==== Supplied records ====

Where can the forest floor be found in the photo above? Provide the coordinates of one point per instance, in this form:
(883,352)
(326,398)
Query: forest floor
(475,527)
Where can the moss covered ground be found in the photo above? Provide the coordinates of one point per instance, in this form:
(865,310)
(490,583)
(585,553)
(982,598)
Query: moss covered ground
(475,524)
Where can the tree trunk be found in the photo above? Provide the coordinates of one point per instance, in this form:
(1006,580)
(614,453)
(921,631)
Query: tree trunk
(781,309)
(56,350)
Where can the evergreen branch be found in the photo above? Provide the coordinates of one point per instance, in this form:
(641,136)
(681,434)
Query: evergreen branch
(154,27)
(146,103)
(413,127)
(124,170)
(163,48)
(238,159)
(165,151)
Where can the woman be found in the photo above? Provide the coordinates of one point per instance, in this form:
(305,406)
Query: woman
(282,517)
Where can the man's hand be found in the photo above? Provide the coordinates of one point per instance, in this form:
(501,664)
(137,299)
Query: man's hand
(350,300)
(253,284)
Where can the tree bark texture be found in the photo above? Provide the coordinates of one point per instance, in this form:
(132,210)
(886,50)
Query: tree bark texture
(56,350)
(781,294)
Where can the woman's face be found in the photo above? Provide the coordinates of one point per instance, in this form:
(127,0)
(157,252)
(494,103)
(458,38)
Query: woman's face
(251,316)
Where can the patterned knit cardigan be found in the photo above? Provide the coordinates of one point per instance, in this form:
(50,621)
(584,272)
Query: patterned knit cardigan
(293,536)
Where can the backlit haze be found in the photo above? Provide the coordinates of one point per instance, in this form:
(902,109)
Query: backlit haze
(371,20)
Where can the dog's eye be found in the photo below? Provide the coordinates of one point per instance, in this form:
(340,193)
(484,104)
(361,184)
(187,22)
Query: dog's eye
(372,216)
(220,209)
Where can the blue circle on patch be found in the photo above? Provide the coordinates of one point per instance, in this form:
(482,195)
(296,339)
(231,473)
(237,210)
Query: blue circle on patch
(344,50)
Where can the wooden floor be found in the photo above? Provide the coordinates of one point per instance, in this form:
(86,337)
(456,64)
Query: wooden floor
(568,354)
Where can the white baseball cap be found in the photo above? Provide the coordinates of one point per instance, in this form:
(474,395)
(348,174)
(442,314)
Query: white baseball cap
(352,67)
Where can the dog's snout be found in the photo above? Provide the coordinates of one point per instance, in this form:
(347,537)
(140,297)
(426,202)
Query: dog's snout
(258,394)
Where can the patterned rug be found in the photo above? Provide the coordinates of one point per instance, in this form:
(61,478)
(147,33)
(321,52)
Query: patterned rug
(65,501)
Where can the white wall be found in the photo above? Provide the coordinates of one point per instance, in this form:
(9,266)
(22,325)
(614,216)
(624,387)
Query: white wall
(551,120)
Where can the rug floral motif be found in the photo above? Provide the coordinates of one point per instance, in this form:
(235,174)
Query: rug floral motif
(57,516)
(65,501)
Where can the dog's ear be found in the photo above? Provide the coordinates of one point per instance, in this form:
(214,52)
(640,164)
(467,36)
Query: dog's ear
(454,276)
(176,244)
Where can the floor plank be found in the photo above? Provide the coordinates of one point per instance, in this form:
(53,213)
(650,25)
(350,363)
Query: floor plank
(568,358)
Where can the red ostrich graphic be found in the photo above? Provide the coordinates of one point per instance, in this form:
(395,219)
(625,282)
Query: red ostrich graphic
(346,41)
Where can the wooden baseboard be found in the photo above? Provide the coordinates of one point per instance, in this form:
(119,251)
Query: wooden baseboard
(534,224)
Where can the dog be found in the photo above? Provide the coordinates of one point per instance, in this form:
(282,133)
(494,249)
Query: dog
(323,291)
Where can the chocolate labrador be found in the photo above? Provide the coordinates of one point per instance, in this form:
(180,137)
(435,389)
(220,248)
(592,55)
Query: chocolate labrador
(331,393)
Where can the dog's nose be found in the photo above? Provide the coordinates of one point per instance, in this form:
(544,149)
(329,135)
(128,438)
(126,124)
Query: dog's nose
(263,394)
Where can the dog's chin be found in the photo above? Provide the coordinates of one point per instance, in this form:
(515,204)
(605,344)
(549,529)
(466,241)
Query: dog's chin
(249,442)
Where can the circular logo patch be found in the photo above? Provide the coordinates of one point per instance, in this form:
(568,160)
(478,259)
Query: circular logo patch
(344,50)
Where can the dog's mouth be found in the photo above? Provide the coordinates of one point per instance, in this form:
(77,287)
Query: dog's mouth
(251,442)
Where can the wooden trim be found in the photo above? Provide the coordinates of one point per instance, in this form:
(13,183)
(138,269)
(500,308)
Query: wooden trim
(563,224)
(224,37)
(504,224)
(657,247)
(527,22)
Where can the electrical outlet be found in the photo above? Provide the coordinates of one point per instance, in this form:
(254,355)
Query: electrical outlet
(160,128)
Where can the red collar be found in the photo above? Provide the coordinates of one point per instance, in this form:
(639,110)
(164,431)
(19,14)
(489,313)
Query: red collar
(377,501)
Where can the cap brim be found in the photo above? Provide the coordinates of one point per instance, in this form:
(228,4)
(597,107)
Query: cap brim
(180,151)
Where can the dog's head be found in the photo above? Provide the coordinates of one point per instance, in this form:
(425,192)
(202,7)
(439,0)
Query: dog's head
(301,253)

====

Copy out the records above exactly and completely.

Where can the forest floor be found in the photo above? Provide the coordinates of one point per instance, in this form:
(883,352)
(326,398)
Query: forest floor
(475,527)
Where can the moss covered ground be found in the photo above? Provide the coordinates of one point per instance, in this form:
(865,310)
(490,583)
(585,553)
(982,598)
Query: moss covered ground
(475,524)
Where can the tree trunk be found in the photo above? Provide the coordinates of one point per instance, in this form:
(1006,580)
(614,453)
(921,631)
Query: tree trunk
(781,309)
(56,350)
Where can the evergreen branch be found in the photo above? Provide the coordinates of one point per instance, in this form:
(641,136)
(681,434)
Query: evergreen branch
(154,27)
(146,103)
(413,127)
(124,170)
(163,48)
(238,159)
(165,151)
Where can the woman be found in the photo above? Provide the coordinates of one point per instance, in this form:
(305,406)
Query: woman
(282,517)
Where can the man's hand be found in the photo above? Provide the coordinates of one point per instance, in this form:
(501,664)
(137,299)
Query: man's hand
(350,300)
(253,284)
Where can the tree bark texture be found in the photo above? Provide the coordinates of one point per instance, in this form:
(132,210)
(886,50)
Query: tree bark texture
(56,350)
(781,294)
Where can the woman's face be found in the photo above? Provide the coordinates of one point per instance, in this form:
(127,0)
(157,252)
(494,103)
(458,38)
Query: woman's face
(251,316)
Where can the patterned knit cardigan be found in the photo above? Provide the coordinates of one point per instance, in this form:
(50,621)
(584,272)
Query: patterned knit cardigan
(293,536)
Where can the backlit haze be found in the photo above? Provide the coordinates of one point per instance, in this form:
(902,109)
Query: backlit haze
(371,20)
Where can the dog's eye be found in the photo below? Provide the coordinates of one point per instance, in this form:
(340,193)
(484,104)
(361,184)
(187,22)
Query: dog's eye
(372,216)
(220,209)
Where can the blue circle on patch be found in the photo above? Provide the coordinates of one point per instance, in this form:
(482,195)
(296,339)
(231,473)
(237,210)
Query: blue circle on patch
(344,50)
Where can the wooden floor be found in the photo above? Provide the coordinates of one point per instance, in this form:
(86,337)
(456,64)
Query: wooden floor
(568,354)
Where can the white baseball cap be found in the photo above? Provide the coordinates of one point per instance, in this form:
(474,395)
(348,174)
(442,314)
Query: white baseball cap
(352,67)
Where can the dog's snout be found in the photo above? Provide the coordinates of one point per instance, in this form:
(347,537)
(140,297)
(426,202)
Query: dog's snout
(258,394)
Where can the patterned rug be found in the photo above? Provide the coordinates of one point per instance, in this form:
(61,478)
(147,33)
(321,52)
Query: patterned rug
(65,501)
Where can the white wall be found in the photo above? Provide the coordinates of one point per instance, in this form:
(9,266)
(22,325)
(614,216)
(624,387)
Query: white wall
(551,120)
Where can the rug floral motif be found in the photo above? Provide the coordinates of one point per instance, in this form:
(235,174)
Query: rug floral motif
(57,516)
(65,501)
Where can the dog's ear be found in the photo above? Provide the coordinates of one point per instance, in this form:
(214,52)
(640,164)
(467,36)
Query: dog's ear
(454,276)
(176,244)
Where can the floor plank be found in the photo above? Provide the coordinates of one point per instance, in this form:
(53,213)
(650,25)
(350,363)
Query: floor plank
(568,358)
Where can the red ostrich graphic be found in the photo above? Provide the coordinates of one point per instance, in this form:
(395,219)
(625,282)
Query: red ostrich graphic
(346,41)
Where can the wooden baseboard be found in the photo above? Provide the coordinates of one point per instance, in this form:
(119,251)
Query: wooden baseboard
(534,224)
Where can the dog be found in the photo above? Provide the coordinates of one point per instance, in this form:
(282,133)
(494,249)
Query: dog
(323,291)
Where can the chocolate labrador be found in the photo above? Provide the coordinates of one point per instance, in this form:
(180,137)
(435,389)
(220,248)
(592,55)
Query: chocolate labrador
(331,393)
Where can the dog's nose be found in the photo above? Provide the coordinates of one point per instance, in this form:
(544,149)
(329,135)
(128,438)
(126,124)
Query: dog's nose
(263,394)
Where can the dog's chin be found in the photo above? Provide the coordinates of one point per instance, in this form:
(515,204)
(605,344)
(549,529)
(466,241)
Query: dog's chin
(249,442)
Where can the circular logo patch be found in the photo above? Provide the coordinates of one point per instance, in this form:
(568,160)
(478,259)
Query: circular logo patch
(344,50)
Where can the dog's mouth be found in the photo above? Provide the coordinates of one point per instance, in this form:
(77,287)
Query: dog's mouth
(251,442)
Where can the wooden trim be found in the photo above? Provide the coordinates of one point per instance, in this form:
(13,183)
(138,269)
(500,308)
Query: wooden trim
(563,224)
(224,37)
(504,224)
(657,247)
(527,22)
Where can the electrical outlet be found in the photo above? Provide the coordinates of one point per instance, in this form:
(254,355)
Query: electrical outlet
(160,128)
Where can the red collar be found in the photo above? Provide the coordinates of one point per instance, in this form:
(639,110)
(164,431)
(19,14)
(489,313)
Query: red collar
(377,501)
Where can the cap brim be found in the photo above? Provide the coordinates of one point per instance, in this form:
(228,4)
(597,107)
Query: cap brim
(180,151)
Where can the dog's head be found in the photo above? Provide the coordinates of one point per instance, in this form:
(425,192)
(202,7)
(439,0)
Query: dog's head
(301,253)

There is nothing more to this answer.